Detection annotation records
^^^^
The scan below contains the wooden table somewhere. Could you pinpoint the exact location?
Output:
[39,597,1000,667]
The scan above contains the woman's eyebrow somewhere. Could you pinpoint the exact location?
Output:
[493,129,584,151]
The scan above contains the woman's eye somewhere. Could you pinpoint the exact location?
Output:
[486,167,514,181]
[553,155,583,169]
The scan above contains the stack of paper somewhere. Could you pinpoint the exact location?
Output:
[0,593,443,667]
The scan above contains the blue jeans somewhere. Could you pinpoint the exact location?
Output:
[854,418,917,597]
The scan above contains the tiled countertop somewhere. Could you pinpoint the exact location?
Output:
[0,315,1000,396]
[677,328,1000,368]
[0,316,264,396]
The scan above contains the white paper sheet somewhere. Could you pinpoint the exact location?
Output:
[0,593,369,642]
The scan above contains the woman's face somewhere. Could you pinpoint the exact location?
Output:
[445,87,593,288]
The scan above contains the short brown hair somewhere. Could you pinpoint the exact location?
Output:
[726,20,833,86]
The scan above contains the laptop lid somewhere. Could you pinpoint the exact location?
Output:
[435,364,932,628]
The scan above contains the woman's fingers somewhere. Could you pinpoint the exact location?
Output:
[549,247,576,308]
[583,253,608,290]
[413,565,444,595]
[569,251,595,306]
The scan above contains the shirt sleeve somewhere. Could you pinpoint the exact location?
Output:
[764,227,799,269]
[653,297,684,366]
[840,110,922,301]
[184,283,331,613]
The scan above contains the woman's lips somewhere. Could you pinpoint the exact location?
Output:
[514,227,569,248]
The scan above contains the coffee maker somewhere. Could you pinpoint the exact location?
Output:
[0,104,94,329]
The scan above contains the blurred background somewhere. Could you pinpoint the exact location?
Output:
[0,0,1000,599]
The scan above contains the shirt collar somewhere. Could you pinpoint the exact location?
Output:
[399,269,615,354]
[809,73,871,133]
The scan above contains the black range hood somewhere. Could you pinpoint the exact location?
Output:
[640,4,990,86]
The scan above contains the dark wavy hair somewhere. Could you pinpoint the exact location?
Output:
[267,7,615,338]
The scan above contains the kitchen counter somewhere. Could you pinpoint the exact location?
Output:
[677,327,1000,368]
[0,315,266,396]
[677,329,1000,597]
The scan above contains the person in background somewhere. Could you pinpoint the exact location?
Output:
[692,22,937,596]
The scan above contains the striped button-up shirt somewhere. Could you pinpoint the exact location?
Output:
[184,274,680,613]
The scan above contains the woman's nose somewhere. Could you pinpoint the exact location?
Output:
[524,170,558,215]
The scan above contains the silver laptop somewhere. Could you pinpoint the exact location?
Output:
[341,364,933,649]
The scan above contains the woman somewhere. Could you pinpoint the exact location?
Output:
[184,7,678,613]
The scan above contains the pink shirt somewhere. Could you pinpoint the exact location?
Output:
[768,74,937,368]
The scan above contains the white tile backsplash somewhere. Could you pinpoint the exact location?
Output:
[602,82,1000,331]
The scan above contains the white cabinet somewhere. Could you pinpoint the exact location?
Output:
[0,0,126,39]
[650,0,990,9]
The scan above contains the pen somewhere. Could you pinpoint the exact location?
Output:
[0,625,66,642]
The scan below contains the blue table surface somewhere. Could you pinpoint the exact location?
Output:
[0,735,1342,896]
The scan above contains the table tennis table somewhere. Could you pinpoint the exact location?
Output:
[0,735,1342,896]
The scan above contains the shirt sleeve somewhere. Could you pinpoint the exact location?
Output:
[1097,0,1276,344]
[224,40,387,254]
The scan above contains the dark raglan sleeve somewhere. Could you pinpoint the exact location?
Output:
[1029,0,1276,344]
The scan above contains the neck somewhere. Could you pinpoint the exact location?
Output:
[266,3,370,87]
^^^^
*WORK TO BE COMPLETED:* Write out the rows again from the line with "The scan above contains the short" to the line with "[569,251,595,306]", replacing "laptop lid" with "laptop screen" and keeping everything else unchanged.

*EXERCISE SOLUTION:*
The scan above contains the short brown hair somewhere. Could you pinpoint the exact location?
Output:
[726,20,833,86]
The scan above contains the laptop screen somewhere. Could you pinpoint the exact location?
Output:
[435,364,932,628]
The scan above contains the woman's fingers somewhere. Could you pinpoint the exact location?
Output:
[549,247,576,308]
[583,253,608,290]
[413,565,444,595]
[569,251,595,306]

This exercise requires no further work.